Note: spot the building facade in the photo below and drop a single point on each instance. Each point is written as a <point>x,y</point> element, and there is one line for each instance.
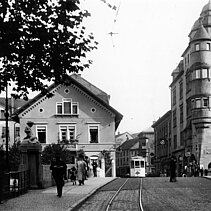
<point>13,127</point>
<point>148,148</point>
<point>78,115</point>
<point>191,98</point>
<point>162,132</point>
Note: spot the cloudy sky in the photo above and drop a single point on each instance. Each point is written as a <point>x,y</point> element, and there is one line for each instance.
<point>135,66</point>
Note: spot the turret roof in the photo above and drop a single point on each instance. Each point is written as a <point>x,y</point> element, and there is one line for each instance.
<point>201,34</point>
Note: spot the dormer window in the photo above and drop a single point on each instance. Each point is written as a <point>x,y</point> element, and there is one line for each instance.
<point>197,47</point>
<point>67,107</point>
<point>208,46</point>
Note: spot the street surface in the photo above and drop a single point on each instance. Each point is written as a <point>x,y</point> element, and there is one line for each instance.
<point>187,194</point>
<point>158,194</point>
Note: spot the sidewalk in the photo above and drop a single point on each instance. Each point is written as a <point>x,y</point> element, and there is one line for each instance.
<point>46,199</point>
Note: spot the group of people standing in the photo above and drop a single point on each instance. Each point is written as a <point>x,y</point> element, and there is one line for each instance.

### WHAT IS NEEDED
Where pictures sit among the data above, omit them, and output the rest exactly.

### TASK SOLUTION
Note: spot the building facade in the photo below and drop a single point on each instance. Each point is written as a <point>x,y</point> element, and there is one line for each instance.
<point>13,127</point>
<point>148,148</point>
<point>78,115</point>
<point>191,98</point>
<point>162,132</point>
Note: spot the cloudy sky in the photo above and drop a single point on each instance. Each point is written as a <point>x,y</point> element, and there is one line for each instance.
<point>135,66</point>
Note: spot the turret roof in the photo above and drop a single point on each instance. Each point is written as a <point>x,y</point> element, and there is one line for each instance.
<point>201,34</point>
Note: spot the dormer window in the photo above and drop a single point on each instance. Each point is written as a <point>x,y</point> element, and there is one line for each instance.
<point>197,47</point>
<point>67,107</point>
<point>208,46</point>
Note: spot the street surface in the photo above and drop a single point on each instance. Each point is written as a <point>x,y</point> element, and there is one line for each instance.
<point>187,194</point>
<point>158,194</point>
Note: spot the sidewalk in the photo above and drop a single point on each instance. Each point is written as a <point>x,y</point> element, and there is one line for each instance.
<point>46,199</point>
Note: spot the group of people standing in the photo above and drop a single point on each instance. Each point is written as a <point>x,y</point> element, and there is one line for each instance.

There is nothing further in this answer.